### Brief
Rewrite all of the rows below as a numbered list, one line per item, leaving out blank lines and the pictures.
----------------
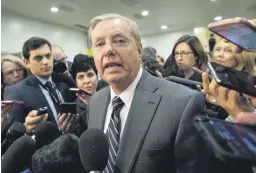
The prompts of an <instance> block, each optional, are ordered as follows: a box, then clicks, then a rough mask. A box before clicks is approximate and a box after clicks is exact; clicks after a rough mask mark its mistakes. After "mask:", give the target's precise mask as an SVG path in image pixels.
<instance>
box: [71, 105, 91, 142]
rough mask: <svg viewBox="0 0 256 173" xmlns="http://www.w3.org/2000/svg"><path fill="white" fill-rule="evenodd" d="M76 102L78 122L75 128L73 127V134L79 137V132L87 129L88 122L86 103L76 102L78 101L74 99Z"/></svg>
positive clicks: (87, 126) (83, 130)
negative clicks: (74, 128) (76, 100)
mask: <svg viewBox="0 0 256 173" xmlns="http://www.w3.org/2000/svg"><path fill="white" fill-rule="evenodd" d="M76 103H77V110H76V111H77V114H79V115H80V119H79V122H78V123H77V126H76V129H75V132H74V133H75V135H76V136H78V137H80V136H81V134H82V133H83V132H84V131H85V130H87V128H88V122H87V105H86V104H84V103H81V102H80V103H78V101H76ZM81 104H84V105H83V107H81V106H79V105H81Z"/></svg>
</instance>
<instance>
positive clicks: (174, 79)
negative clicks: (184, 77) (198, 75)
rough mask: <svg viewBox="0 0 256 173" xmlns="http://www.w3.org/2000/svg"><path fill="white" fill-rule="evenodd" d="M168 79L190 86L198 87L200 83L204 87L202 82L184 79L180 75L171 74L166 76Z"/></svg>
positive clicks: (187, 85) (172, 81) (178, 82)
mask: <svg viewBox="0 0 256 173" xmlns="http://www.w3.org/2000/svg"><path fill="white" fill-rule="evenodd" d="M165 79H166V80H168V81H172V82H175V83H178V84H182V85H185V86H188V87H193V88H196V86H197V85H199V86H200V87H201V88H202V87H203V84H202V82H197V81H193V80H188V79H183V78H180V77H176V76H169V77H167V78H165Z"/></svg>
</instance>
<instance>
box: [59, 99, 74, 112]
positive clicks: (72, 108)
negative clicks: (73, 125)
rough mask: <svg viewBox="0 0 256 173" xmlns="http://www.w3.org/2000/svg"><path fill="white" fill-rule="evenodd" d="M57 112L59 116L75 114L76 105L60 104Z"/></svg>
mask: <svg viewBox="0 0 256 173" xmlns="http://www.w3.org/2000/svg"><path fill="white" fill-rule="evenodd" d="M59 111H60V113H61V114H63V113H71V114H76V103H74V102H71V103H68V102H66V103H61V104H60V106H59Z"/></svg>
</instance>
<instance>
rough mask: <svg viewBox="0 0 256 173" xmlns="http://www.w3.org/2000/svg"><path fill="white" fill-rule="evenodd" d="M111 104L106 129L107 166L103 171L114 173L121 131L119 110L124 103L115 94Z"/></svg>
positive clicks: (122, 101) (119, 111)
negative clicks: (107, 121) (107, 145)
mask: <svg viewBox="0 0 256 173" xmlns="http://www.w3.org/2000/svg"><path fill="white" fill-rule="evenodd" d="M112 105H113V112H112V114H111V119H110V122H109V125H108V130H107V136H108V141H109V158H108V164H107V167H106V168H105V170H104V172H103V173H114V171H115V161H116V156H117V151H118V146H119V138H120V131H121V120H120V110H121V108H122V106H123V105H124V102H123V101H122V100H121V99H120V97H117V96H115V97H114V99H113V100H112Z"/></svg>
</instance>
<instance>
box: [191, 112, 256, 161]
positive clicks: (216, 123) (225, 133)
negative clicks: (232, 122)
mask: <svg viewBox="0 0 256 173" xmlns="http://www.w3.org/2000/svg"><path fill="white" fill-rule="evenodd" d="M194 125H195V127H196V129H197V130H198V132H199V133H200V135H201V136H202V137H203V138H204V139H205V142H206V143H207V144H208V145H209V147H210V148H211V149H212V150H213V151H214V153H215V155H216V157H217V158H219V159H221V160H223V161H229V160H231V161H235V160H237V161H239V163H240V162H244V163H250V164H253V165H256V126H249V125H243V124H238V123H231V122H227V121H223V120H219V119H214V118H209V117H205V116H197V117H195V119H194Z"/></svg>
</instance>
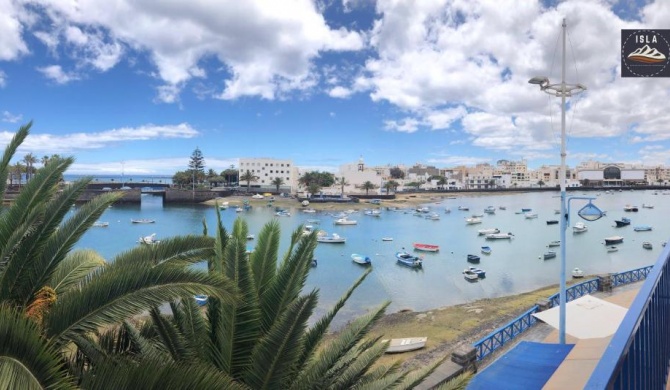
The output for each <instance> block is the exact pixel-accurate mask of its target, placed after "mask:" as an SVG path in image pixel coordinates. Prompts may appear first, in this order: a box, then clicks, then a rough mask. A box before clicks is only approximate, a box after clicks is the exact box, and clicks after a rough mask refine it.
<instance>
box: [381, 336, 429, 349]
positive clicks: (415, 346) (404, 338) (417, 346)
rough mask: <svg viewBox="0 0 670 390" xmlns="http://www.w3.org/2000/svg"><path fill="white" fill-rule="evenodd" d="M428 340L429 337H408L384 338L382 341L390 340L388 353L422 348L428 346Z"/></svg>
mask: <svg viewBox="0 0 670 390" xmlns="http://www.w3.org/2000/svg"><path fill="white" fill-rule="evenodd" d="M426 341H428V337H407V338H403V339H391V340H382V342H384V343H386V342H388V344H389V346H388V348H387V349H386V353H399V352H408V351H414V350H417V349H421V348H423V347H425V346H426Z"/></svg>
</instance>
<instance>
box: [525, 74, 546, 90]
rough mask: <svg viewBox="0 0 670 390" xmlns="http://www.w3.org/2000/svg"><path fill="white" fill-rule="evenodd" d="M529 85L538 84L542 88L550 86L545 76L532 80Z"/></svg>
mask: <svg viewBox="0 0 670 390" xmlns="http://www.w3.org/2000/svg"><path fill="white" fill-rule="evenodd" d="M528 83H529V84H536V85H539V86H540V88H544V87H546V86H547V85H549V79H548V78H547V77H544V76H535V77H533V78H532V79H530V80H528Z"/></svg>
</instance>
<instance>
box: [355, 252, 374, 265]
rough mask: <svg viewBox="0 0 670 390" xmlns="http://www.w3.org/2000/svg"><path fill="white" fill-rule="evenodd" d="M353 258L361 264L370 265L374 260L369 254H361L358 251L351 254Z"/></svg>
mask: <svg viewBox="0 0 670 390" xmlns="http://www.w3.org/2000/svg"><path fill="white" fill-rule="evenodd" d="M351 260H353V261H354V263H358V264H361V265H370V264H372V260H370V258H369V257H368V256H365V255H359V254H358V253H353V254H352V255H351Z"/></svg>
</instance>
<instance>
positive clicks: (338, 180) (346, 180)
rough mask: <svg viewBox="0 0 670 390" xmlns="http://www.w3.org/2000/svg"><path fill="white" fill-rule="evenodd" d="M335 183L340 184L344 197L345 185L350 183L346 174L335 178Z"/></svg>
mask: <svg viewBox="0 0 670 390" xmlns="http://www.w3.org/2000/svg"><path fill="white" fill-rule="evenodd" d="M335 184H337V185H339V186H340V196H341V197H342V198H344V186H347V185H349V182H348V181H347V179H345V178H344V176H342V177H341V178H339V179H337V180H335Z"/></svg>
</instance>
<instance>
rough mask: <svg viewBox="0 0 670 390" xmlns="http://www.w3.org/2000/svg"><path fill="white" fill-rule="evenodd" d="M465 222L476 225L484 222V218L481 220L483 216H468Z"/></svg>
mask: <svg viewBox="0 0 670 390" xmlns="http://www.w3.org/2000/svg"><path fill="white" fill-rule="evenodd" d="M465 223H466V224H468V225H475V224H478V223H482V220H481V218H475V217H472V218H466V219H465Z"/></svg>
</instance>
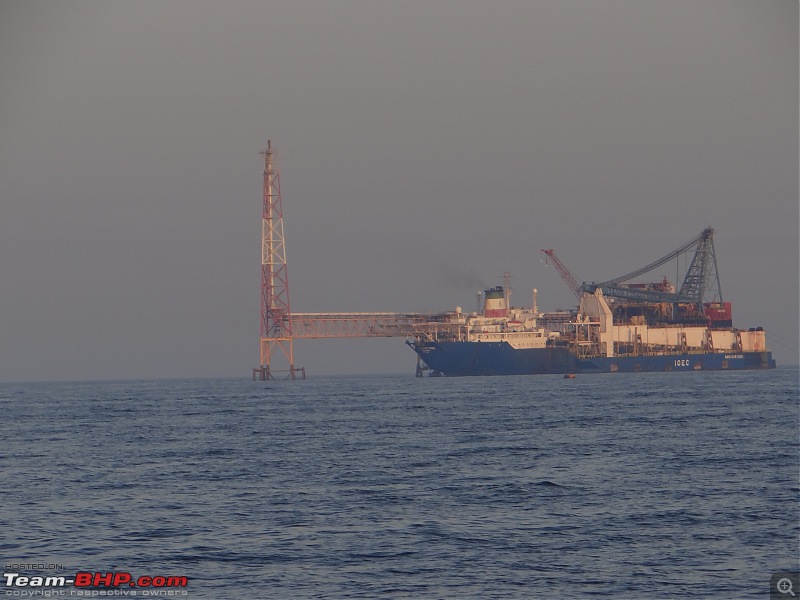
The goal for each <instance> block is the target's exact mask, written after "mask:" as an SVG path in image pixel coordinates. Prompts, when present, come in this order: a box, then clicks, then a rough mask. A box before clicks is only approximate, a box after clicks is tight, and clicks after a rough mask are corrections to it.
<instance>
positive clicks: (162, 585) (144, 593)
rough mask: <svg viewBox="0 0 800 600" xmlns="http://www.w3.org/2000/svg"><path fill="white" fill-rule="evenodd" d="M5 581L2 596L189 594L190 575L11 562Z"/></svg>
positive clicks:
----------------
### Result below
1. The prompts of an <instance> block, each optional, are ordered as follows: a box, then clicks, then a rough mask. A box before clicks is approximate and a box after clicks is exact; clicks after a rough mask mark its mistakes. After "mask:", give the target's precise mask as an SVG path in image pixels.
2. <instance>
3. box: [71, 105, 91, 142]
4. rough mask: <svg viewBox="0 0 256 173" xmlns="http://www.w3.org/2000/svg"><path fill="white" fill-rule="evenodd" d="M76 102L78 122L75 128L73 127V134L79 137V132L87 129L88 122L86 103L76 102L78 101L74 99Z"/></svg>
5. positive clicks: (87, 126) (83, 130)
6. negative clicks: (74, 128) (76, 100)
7. mask: <svg viewBox="0 0 256 173" xmlns="http://www.w3.org/2000/svg"><path fill="white" fill-rule="evenodd" d="M76 103H77V110H76V111H77V114H79V115H80V119H79V122H78V123H77V126H76V129H75V132H74V133H75V135H76V136H78V137H80V136H81V134H82V133H83V132H84V131H85V130H87V128H88V122H87V105H86V104H84V103H81V102H80V103H78V101H76ZM81 104H84V105H83V107H81V106H79V105H81Z"/></svg>
8. </instance>
9. <instance>
10. positive clicks: (174, 79)
11. negative clicks: (184, 77) (198, 75)
12. rough mask: <svg viewBox="0 0 256 173" xmlns="http://www.w3.org/2000/svg"><path fill="white" fill-rule="evenodd" d="M168 79L190 86L198 87L200 83L204 87L202 82L184 79L180 75L171 74L166 76Z"/></svg>
13. positive clicks: (187, 85) (172, 81) (178, 82)
14. mask: <svg viewBox="0 0 256 173" xmlns="http://www.w3.org/2000/svg"><path fill="white" fill-rule="evenodd" d="M165 79H166V80H168V81H172V82H175V83H178V84H182V85H185V86H188V87H193V88H196V86H197V85H199V86H200V87H201V88H202V87H203V84H202V82H197V81H193V80H188V79H183V78H180V77H176V76H169V77H167V78H165Z"/></svg>
15. </instance>
16. <instance>
17. box: [59, 99, 74, 112]
18. positive clicks: (72, 108)
19. negative clicks: (73, 125)
20. rough mask: <svg viewBox="0 0 256 173" xmlns="http://www.w3.org/2000/svg"><path fill="white" fill-rule="evenodd" d="M57 112L59 116L75 114L76 105L60 104Z"/></svg>
21. mask: <svg viewBox="0 0 256 173" xmlns="http://www.w3.org/2000/svg"><path fill="white" fill-rule="evenodd" d="M59 111H60V113H61V114H63V113H71V114H76V103H74V102H71V103H68V102H66V103H61V104H60V106H59Z"/></svg>
22. </instance>
23. <instance>
24. rough mask: <svg viewBox="0 0 256 173" xmlns="http://www.w3.org/2000/svg"><path fill="white" fill-rule="evenodd" d="M111 104L106 129L107 166L103 171L114 173L121 131L119 110L124 103L115 94Z"/></svg>
25. positive clicks: (122, 101) (119, 111)
26. negative clicks: (107, 121) (107, 145)
27. mask: <svg viewBox="0 0 256 173" xmlns="http://www.w3.org/2000/svg"><path fill="white" fill-rule="evenodd" d="M112 105H113V112H112V114H111V119H110V122H109V125H108V130H107V136H108V141H109V158H108V164H107V167H106V168H105V170H104V172H103V173H114V171H115V161H116V156H117V151H118V146H119V138H120V131H121V120H120V110H121V108H122V106H123V105H124V102H123V101H122V100H121V99H120V97H117V96H115V97H114V99H113V100H112Z"/></svg>
28. </instance>
29. <instance>
30. box: [191, 112, 256, 161]
31. positive clicks: (216, 123) (225, 133)
32. negative clicks: (232, 122)
33. mask: <svg viewBox="0 0 256 173" xmlns="http://www.w3.org/2000/svg"><path fill="white" fill-rule="evenodd" d="M194 125H195V127H196V129H197V130H198V132H199V133H200V135H201V136H202V137H203V138H204V139H205V142H206V143H207V144H208V145H209V147H210V148H211V149H212V150H213V151H214V153H215V155H216V157H217V158H219V159H221V160H223V161H229V160H231V161H235V160H237V161H239V163H240V162H244V163H250V164H253V165H256V126H249V125H243V124H238V123H231V122H227V121H223V120H219V119H214V118H209V117H205V116H197V117H195V119H194Z"/></svg>
34. </instance>
35. The output for each <instance> block is the exact pixel-accurate mask of its target, placed after "mask:" as an SVG path in image pixel coordinates. Prompts may appear first, in this order: a box, then clicks, then a rough mask. A box before clicks is only approximate, a box after clicks is the exact box, and clicks after a rough mask refine it.
36. <instance>
37. box: [381, 336, 429, 349]
38. positive clicks: (415, 346) (404, 338) (417, 346)
39. rough mask: <svg viewBox="0 0 670 390" xmlns="http://www.w3.org/2000/svg"><path fill="white" fill-rule="evenodd" d="M428 340L429 337H408L384 338L382 341L390 340L388 353L422 348L428 346Z"/></svg>
40. mask: <svg viewBox="0 0 670 390" xmlns="http://www.w3.org/2000/svg"><path fill="white" fill-rule="evenodd" d="M426 341H428V337H407V338H403V339H391V340H382V342H384V343H386V342H388V344H389V346H388V348H387V349H386V353H399V352H408V351H414V350H417V349H421V348H423V347H425V346H426Z"/></svg>
41. </instance>
42. <instance>
43. box: [525, 74, 546, 90]
44. rough mask: <svg viewBox="0 0 670 390" xmlns="http://www.w3.org/2000/svg"><path fill="white" fill-rule="evenodd" d="M529 85L538 84L542 88L550 86L545 76L532 80Z"/></svg>
45. mask: <svg viewBox="0 0 670 390" xmlns="http://www.w3.org/2000/svg"><path fill="white" fill-rule="evenodd" d="M528 83H529V84H536V85H539V86H540V88H544V87H546V86H547V85H549V79H548V78H547V77H544V76H535V77H533V78H532V79H530V80H528Z"/></svg>
46. </instance>
47. <instance>
48. box: [355, 252, 374, 265]
49. rough mask: <svg viewBox="0 0 670 390" xmlns="http://www.w3.org/2000/svg"><path fill="white" fill-rule="evenodd" d="M353 258L361 264L370 265L374 260L369 254H361L358 251L351 254Z"/></svg>
50. mask: <svg viewBox="0 0 670 390" xmlns="http://www.w3.org/2000/svg"><path fill="white" fill-rule="evenodd" d="M351 260H353V261H354V263H358V264H361V265H370V264H372V260H370V258H369V257H368V256H365V255H359V254H358V253H353V254H352V255H351Z"/></svg>
51. </instance>
52. <instance>
53. positive clicks: (338, 180) (346, 180)
54. rough mask: <svg viewBox="0 0 670 390" xmlns="http://www.w3.org/2000/svg"><path fill="white" fill-rule="evenodd" d="M335 183L340 184L344 197L345 185L350 183L346 174L335 178Z"/></svg>
55. mask: <svg viewBox="0 0 670 390" xmlns="http://www.w3.org/2000/svg"><path fill="white" fill-rule="evenodd" d="M335 184H337V185H339V186H340V196H341V197H342V198H344V186H347V185H349V182H348V181H347V179H345V178H344V176H342V177H341V178H339V179H337V180H335Z"/></svg>
56. </instance>
57. <instance>
58. rough mask: <svg viewBox="0 0 670 390" xmlns="http://www.w3.org/2000/svg"><path fill="white" fill-rule="evenodd" d="M465 222L476 225L484 222V218L481 220L483 216H468Z"/></svg>
59. mask: <svg viewBox="0 0 670 390" xmlns="http://www.w3.org/2000/svg"><path fill="white" fill-rule="evenodd" d="M465 223H466V224H468V225H475V224H478V223H482V220H481V218H475V217H472V218H466V219H465Z"/></svg>
60. </instance>
61. The goal for each <instance> block is the target's exact mask, written after "mask:" as an SVG path in image pixel coordinates. Prompts, when present, come in this order: a box, then clicks, then a rough mask. A box before clicks is only approximate, a box after clicks is tight, and clicks after a rough mask are corrections to it.
62. <instance>
63. positive clicks: (162, 585) (144, 593)
64. rough mask: <svg viewBox="0 0 800 600" xmlns="http://www.w3.org/2000/svg"><path fill="white" fill-rule="evenodd" d="M5 581L2 596L189 594L190 575L11 562Z"/></svg>
65. positive clicks:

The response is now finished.